■ Fragmento del documento:
**********
Sin duda, el Gobierno vive su peor momento desde que inició su gestión, pero no se da cuenta o, lo más seguro, no quiere reconocerlo. Ante la efervescencia en las calles el 15 de septiembre, el mandatario tuvo que conmemorar el bicentenario intramuros, rodeado de militares equipados para el combate y manteniendo de pie, mientras hablaba, a todos los asistentes, incluidos los diplomáticos. El presidente no habló del bitcóin, ni de la reelección, ni del pacto con las pandillas, ni de la Lista Engel, ni de algo importante y real. El Gobierno está en negación y sigue anclado en el discurso grandilocuente de ser la salvación del país; no repara en que el mito del respaldo social se está cayendo porque lo que dice no tiene nada que ver con la cotidianidad de la gente.
**********
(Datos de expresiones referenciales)
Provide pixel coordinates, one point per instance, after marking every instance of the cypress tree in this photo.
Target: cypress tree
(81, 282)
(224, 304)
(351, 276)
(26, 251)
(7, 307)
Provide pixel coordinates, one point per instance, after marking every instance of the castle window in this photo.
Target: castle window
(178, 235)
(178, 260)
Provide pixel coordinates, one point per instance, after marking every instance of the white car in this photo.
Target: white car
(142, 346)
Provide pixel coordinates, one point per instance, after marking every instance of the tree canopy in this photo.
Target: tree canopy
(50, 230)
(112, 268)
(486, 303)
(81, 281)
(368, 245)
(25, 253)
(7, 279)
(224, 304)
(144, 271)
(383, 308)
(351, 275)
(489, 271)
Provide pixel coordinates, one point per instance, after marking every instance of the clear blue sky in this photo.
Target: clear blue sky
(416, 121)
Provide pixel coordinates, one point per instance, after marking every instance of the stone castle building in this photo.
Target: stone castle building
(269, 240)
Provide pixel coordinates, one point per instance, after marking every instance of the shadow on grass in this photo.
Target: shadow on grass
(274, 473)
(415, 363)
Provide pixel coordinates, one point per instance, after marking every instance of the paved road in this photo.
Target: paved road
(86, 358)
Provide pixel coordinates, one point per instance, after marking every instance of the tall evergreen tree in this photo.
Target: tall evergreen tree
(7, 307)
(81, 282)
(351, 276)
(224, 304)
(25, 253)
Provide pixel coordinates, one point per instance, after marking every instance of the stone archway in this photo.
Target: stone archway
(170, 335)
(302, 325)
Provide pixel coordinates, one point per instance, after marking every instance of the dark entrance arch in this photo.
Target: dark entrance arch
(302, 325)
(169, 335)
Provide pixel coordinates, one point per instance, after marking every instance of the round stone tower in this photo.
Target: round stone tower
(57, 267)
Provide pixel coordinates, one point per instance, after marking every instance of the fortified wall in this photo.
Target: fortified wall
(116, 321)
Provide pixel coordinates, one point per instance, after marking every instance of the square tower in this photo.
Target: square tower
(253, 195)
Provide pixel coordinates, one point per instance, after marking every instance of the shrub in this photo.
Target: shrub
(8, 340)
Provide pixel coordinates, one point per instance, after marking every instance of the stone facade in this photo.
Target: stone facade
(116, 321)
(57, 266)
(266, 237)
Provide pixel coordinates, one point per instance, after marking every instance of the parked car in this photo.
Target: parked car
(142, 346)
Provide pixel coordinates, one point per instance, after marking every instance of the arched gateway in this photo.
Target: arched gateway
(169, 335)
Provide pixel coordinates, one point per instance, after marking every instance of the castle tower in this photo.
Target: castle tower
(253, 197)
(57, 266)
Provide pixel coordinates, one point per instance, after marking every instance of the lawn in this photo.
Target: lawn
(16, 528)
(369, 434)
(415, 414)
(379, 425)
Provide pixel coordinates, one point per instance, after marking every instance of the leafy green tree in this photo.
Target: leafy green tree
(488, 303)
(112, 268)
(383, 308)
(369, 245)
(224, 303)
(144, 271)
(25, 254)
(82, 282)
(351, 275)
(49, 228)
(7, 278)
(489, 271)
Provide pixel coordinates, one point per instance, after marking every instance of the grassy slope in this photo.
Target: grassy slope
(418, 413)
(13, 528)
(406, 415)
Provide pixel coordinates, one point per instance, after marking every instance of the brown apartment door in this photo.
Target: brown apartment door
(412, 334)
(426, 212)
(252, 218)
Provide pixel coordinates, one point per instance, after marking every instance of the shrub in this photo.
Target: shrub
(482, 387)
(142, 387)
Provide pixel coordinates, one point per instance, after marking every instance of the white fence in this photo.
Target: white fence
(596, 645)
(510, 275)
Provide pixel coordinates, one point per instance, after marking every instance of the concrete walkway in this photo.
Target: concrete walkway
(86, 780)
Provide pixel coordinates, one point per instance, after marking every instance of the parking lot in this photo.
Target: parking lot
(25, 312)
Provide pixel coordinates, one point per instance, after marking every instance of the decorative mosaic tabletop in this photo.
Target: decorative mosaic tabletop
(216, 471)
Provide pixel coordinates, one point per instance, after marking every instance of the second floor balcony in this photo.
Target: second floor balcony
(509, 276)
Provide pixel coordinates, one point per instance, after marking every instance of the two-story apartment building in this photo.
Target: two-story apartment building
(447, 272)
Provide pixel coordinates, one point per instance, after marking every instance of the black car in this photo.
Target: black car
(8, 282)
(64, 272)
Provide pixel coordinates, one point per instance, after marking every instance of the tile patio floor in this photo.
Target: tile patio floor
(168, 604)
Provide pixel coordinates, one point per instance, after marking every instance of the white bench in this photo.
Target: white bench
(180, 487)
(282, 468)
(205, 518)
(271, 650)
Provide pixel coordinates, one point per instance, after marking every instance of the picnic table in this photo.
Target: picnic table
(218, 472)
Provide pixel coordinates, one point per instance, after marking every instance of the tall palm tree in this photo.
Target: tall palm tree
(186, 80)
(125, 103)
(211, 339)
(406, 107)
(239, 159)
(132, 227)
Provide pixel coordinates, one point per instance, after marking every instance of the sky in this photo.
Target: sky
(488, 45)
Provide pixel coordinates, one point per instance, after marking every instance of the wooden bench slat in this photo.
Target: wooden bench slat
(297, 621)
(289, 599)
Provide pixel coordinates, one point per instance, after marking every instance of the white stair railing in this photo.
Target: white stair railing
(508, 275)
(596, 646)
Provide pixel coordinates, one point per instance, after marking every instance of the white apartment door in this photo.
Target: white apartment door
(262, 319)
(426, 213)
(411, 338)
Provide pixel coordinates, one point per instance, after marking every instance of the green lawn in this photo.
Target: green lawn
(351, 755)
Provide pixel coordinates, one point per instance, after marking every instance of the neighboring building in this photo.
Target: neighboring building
**********
Imprime el texto sobre el Gobierno tal cual, comenzando por "Sin duda, el" y continuando hasta "de la gente.", ambos incluidos.

■ Respuesta a continuación:
Sin duda, el Gobierno vive su peor momento desde que inició su gestión, pero no se da cuenta o, lo más seguro, no quiere reconocerlo. Ante la efervescencia en las calles el 15 de septiembre, el mandatario tuvo que conmemorar el bicentenario intramuros, rodeado de militares equipados para el combate y manteniendo de pie, mientras hablaba, a todos los asistentes, incluidos los diplomáticos. El presidente no habló del bitcóin, ni de la reelección, ni del pacto con las pandillas, ni de la Lista Engel, ni de algo importante y real. El Gobierno está en negación y sigue anclado en el discurso grandilocuente de ser la salvación del país; no repara en que el mito del respaldo social se está cayendo porque lo que dice no tiene nada que ver con la cotidianidad de la gente.